_Passage provided_
↓

Welcome to the Inspire to Invest podcast, where we’re sharing stories from real estate investors and how investing has changed their lives. This episode of the Inspire to Invest podcast has been brought to you by Vantage Point Financial. Hey, everybody, welcome to the Inspire to Invest podcast. I have Mike Morell here with me today, and he is a father, husband and full-time corporate employee who’s prioritized his goals and his why with a proper plan to achieve and create multiple streams of income by investing in various real estate strategies, primarily in Alberta, but also with other provinces. He focuses on fix and flips, adding value to distressed properties and the Burr method, and he’s come to believe that when the why is strong, the how becomes easy. Mike’s also passionate about inspiring others to open up to the possibility of real estate investing and how it can completely change your life. So thank you, mike, for being here today. How are you?

Speaker 2

00:57

Yeah, thank you, Srinam. I’m doing very well yourself.

↑

_Requirement a_
Count the lines of the records that contain the string "mountain", treating case as significant. What is the number? Give only the number.
The podcast transcript and the records are unrelated to each other.

_Extracted entries_
↓

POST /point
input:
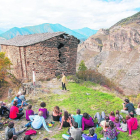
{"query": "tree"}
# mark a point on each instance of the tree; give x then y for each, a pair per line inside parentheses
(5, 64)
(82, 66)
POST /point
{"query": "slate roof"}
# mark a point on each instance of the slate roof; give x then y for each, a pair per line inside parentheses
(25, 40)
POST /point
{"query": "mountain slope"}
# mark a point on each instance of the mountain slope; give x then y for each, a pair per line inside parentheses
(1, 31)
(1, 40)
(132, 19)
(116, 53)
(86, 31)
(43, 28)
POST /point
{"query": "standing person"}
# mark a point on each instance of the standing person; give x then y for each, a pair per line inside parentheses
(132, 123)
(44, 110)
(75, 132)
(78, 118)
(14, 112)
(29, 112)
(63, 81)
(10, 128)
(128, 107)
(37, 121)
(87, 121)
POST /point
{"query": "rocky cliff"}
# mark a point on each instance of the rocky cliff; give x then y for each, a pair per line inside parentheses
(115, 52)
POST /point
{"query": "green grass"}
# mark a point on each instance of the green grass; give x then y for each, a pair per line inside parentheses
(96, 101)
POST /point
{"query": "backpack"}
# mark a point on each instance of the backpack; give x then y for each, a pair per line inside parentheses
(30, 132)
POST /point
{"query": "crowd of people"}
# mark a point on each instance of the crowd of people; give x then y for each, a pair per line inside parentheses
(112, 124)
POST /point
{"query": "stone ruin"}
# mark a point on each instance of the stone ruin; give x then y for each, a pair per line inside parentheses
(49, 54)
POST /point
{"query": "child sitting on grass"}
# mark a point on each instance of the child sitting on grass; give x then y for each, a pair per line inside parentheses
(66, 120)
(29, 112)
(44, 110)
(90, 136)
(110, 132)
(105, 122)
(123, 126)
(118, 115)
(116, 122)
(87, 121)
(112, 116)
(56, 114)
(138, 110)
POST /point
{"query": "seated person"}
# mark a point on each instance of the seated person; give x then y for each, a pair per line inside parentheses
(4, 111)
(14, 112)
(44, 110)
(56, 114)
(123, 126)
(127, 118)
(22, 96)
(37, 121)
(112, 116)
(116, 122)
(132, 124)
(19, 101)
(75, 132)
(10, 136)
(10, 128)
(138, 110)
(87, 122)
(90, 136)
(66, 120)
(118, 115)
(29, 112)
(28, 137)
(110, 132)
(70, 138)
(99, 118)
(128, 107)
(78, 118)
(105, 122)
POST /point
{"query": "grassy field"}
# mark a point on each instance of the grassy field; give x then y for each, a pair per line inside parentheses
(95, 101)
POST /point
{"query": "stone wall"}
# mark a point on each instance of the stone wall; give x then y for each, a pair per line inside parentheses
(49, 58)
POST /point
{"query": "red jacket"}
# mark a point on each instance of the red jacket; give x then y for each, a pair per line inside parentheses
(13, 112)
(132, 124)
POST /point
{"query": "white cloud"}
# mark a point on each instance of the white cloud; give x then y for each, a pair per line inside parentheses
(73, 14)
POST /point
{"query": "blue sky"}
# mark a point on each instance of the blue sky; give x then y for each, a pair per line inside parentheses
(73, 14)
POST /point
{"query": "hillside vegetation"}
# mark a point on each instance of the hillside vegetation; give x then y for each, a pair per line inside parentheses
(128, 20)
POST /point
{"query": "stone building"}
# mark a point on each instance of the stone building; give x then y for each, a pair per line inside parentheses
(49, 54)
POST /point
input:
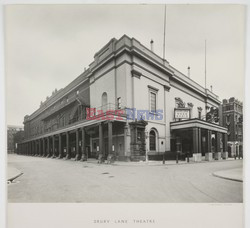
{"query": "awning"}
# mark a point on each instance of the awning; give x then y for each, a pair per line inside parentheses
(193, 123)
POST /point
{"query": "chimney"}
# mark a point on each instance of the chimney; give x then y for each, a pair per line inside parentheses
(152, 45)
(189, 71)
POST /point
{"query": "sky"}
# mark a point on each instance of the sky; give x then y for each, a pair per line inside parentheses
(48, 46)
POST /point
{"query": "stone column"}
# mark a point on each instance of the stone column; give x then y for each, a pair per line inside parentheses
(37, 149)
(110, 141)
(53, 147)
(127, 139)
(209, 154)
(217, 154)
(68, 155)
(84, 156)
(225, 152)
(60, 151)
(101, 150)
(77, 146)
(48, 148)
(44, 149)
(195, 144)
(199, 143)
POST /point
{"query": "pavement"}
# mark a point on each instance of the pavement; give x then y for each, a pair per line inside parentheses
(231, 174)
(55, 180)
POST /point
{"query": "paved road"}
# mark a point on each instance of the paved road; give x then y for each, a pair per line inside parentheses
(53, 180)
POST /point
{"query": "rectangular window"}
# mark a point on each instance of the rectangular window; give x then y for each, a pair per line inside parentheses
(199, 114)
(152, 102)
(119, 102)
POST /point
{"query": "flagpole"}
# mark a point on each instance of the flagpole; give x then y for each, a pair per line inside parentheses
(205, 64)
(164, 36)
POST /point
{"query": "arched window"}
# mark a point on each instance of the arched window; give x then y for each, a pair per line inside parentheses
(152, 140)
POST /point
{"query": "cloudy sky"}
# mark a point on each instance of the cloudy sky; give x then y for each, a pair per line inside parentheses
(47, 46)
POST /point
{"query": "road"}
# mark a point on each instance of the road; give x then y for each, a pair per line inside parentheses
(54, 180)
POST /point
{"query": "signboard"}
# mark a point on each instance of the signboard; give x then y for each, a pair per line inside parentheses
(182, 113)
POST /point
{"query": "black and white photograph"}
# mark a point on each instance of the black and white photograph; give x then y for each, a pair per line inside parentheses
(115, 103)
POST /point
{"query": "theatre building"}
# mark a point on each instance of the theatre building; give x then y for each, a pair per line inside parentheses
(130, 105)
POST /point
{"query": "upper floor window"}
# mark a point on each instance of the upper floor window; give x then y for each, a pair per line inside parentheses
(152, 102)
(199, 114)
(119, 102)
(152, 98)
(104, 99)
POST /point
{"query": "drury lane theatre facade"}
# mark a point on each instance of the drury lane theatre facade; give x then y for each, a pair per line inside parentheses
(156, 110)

↑

_Requirement b_
What does the podcast transcript say in reply to each of these?
(i) Which company has brought this episode to listeners?
(ii) In which province does Mike Morell primarily invest?
(iii) By what name does Speaker 2 address the host?

_Correct result a_
2

_Correct result b_
(i) Vantage Point Financial
(ii) Alberta
(iii) Srinam